**MATERIAL FOR THIS EXERCISE**

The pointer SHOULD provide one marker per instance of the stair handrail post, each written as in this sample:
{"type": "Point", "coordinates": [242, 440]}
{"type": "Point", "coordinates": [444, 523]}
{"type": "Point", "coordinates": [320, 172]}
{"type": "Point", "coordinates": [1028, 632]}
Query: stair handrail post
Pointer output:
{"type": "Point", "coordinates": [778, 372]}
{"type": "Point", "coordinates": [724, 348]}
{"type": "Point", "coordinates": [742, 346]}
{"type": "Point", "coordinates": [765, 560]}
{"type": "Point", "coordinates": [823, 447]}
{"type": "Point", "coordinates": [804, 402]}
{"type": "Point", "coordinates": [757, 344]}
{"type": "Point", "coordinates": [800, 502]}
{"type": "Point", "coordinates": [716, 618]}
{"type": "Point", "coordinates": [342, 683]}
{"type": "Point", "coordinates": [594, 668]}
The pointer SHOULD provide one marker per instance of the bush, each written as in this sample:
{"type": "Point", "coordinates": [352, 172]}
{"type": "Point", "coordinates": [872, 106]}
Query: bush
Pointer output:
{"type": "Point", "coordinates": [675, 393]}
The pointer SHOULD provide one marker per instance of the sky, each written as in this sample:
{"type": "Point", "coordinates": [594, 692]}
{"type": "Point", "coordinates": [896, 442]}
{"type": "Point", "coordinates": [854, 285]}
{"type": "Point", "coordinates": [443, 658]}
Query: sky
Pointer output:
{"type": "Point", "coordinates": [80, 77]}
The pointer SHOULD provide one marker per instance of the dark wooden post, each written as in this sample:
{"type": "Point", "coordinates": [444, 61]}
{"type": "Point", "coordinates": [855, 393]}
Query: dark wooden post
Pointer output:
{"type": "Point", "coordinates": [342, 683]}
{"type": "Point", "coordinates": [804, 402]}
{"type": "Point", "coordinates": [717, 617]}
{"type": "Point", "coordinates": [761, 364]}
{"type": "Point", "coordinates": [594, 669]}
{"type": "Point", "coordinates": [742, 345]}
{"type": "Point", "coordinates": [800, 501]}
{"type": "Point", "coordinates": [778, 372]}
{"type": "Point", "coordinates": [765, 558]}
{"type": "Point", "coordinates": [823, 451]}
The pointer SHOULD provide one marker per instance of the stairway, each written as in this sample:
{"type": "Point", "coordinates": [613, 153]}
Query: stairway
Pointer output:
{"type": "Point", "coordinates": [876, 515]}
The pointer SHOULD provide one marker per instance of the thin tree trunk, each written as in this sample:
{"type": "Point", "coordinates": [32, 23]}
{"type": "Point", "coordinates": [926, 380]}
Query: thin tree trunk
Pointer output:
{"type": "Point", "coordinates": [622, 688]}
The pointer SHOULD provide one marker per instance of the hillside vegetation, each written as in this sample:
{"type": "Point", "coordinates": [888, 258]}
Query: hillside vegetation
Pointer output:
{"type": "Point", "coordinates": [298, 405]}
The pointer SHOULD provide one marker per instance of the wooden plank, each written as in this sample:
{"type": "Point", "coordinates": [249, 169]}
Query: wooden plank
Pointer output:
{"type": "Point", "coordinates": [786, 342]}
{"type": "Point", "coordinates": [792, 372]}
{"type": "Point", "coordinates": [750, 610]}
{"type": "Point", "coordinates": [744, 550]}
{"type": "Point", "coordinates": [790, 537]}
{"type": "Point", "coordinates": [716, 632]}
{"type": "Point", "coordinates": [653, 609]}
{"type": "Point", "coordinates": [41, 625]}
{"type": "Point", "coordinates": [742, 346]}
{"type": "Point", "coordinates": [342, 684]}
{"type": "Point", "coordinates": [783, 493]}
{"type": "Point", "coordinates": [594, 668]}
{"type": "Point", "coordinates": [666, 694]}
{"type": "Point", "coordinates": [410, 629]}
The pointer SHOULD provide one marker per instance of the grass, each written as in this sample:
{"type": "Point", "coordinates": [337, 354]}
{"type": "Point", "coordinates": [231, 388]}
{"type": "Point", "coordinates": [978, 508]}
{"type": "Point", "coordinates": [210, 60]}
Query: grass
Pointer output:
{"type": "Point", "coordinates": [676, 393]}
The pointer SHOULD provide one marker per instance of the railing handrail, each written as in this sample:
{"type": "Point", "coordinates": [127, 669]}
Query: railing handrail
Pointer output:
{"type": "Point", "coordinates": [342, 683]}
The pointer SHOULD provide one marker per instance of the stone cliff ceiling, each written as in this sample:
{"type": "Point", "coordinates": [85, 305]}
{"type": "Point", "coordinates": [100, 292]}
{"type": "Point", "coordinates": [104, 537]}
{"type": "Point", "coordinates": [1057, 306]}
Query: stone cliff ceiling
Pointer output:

**WRITTEN REQUEST**
Please set out every line of the entries above as a numbered list, leaving out any blank lines.

**IN RESPONSE**
1. The pointer SHOULD provide one marker per instance of the stair handrail post, each written as in this sample:
2. {"type": "Point", "coordinates": [242, 440]}
3. {"type": "Point", "coordinates": [444, 523]}
4. {"type": "Point", "coordinates": [320, 172]}
5. {"type": "Point", "coordinates": [1028, 632]}
6. Query: stair handrail post
7. Pointer output:
8. {"type": "Point", "coordinates": [778, 372]}
9. {"type": "Point", "coordinates": [724, 348]}
10. {"type": "Point", "coordinates": [742, 346]}
11. {"type": "Point", "coordinates": [765, 560]}
12. {"type": "Point", "coordinates": [823, 447]}
13. {"type": "Point", "coordinates": [804, 402]}
14. {"type": "Point", "coordinates": [757, 344]}
15. {"type": "Point", "coordinates": [800, 502]}
16. {"type": "Point", "coordinates": [716, 618]}
17. {"type": "Point", "coordinates": [342, 683]}
18. {"type": "Point", "coordinates": [594, 668]}
19. The pointer SHOULD provide one marker per instance of the bush, each written as in this sample:
20. {"type": "Point", "coordinates": [352, 172]}
21. {"type": "Point", "coordinates": [872, 106]}
22. Query: bush
23. Pointer output:
24. {"type": "Point", "coordinates": [675, 393]}
25. The pointer SHOULD provide one marker per instance of the sky, each written as in this sample:
26. {"type": "Point", "coordinates": [594, 692]}
27. {"type": "Point", "coordinates": [896, 442]}
28. {"type": "Point", "coordinates": [854, 285]}
29. {"type": "Point", "coordinates": [443, 658]}
30. Query: sky
31. Pointer output:
32. {"type": "Point", "coordinates": [80, 77]}
33. The pointer SHOULD provide one marker per instance of the dark wooden post, each written as in this sample:
34. {"type": "Point", "coordinates": [444, 61]}
35. {"type": "Point", "coordinates": [855, 393]}
36. Query: dark wooden post
37. Pointer output:
38. {"type": "Point", "coordinates": [342, 683]}
39. {"type": "Point", "coordinates": [804, 402]}
40. {"type": "Point", "coordinates": [717, 617]}
41. {"type": "Point", "coordinates": [761, 364]}
42. {"type": "Point", "coordinates": [594, 669]}
43. {"type": "Point", "coordinates": [742, 345]}
44. {"type": "Point", "coordinates": [800, 501]}
45. {"type": "Point", "coordinates": [778, 372]}
46. {"type": "Point", "coordinates": [765, 558]}
47. {"type": "Point", "coordinates": [823, 451]}
48. The pointer SHOULD provide one marker per instance of the stairway, each written as in this sample:
49. {"type": "Point", "coordinates": [613, 153]}
50. Query: stairway
51. Pointer output:
52. {"type": "Point", "coordinates": [876, 515]}
53. The pointer SHOULD provide one marker per instance of the thin tree trunk, each written as in this sample:
54. {"type": "Point", "coordinates": [32, 23]}
55. {"type": "Point", "coordinates": [926, 380]}
56. Query: thin tree trunk
57. Pointer output:
58. {"type": "Point", "coordinates": [622, 688]}
59. The pointer SHOULD provide one marker per instance of the hillside vegetation, each written as in this sample:
60. {"type": "Point", "coordinates": [888, 258]}
61. Query: hillside vegetation
62. Pointer output:
63. {"type": "Point", "coordinates": [298, 405]}
64. The pointer SHOULD provide one marker per instance of the wooden plank, each written as in this sample:
65. {"type": "Point", "coordinates": [249, 169]}
66. Query: wooden plank
67. Pointer output:
68. {"type": "Point", "coordinates": [786, 342]}
69. {"type": "Point", "coordinates": [792, 372]}
70. {"type": "Point", "coordinates": [750, 610]}
71. {"type": "Point", "coordinates": [744, 550]}
72. {"type": "Point", "coordinates": [790, 537]}
73. {"type": "Point", "coordinates": [716, 632]}
74. {"type": "Point", "coordinates": [653, 609]}
75. {"type": "Point", "coordinates": [41, 625]}
76. {"type": "Point", "coordinates": [742, 346]}
77. {"type": "Point", "coordinates": [342, 684]}
78. {"type": "Point", "coordinates": [783, 493]}
79. {"type": "Point", "coordinates": [594, 668]}
80. {"type": "Point", "coordinates": [666, 694]}
81. {"type": "Point", "coordinates": [410, 629]}
82. The pointer SHOULD provide one marker per instance of the grass, each written as in this sample:
83. {"type": "Point", "coordinates": [337, 354]}
84. {"type": "Point", "coordinates": [231, 388]}
85. {"type": "Point", "coordinates": [978, 508]}
86. {"type": "Point", "coordinates": [210, 60]}
87. Query: grass
88. Pointer output:
89. {"type": "Point", "coordinates": [676, 393]}
90. The pointer SHOULD provide one marker per instance of the railing handrail, each written as in this sample:
91. {"type": "Point", "coordinates": [127, 669]}
92. Query: railing handrail
93. Pointer output:
94. {"type": "Point", "coordinates": [342, 683]}
95. The pointer SHOULD provide one marker per instance of the stone cliff ceiling, each written as in this sample:
96. {"type": "Point", "coordinates": [85, 305]}
97. {"type": "Point", "coordinates": [100, 292]}
98. {"type": "Point", "coordinates": [104, 537]}
99. {"type": "Point", "coordinates": [1057, 306]}
100. Query: stone cliff ceiling
101. Pointer output:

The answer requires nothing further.